> **Source records**:
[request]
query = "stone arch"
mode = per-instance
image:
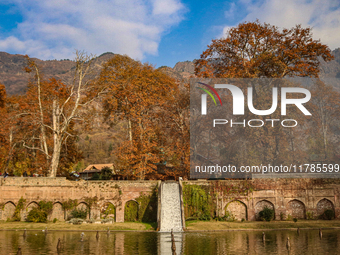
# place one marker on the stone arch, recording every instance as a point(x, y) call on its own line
point(8, 210)
point(108, 210)
point(83, 206)
point(296, 209)
point(238, 209)
point(29, 207)
point(131, 211)
point(260, 205)
point(323, 205)
point(57, 212)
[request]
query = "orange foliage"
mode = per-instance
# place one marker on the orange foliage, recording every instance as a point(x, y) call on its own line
point(142, 96)
point(253, 50)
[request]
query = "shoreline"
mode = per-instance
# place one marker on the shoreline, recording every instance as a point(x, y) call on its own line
point(191, 226)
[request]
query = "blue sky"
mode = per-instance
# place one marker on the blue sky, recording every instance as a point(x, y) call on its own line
point(161, 32)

> **Exercise**: Pull every line containing the word "query" out of the material.

> **Task output**:
query = "stone arch"
query = "orange foliage"
query = "shoreline"
query = "blue sky"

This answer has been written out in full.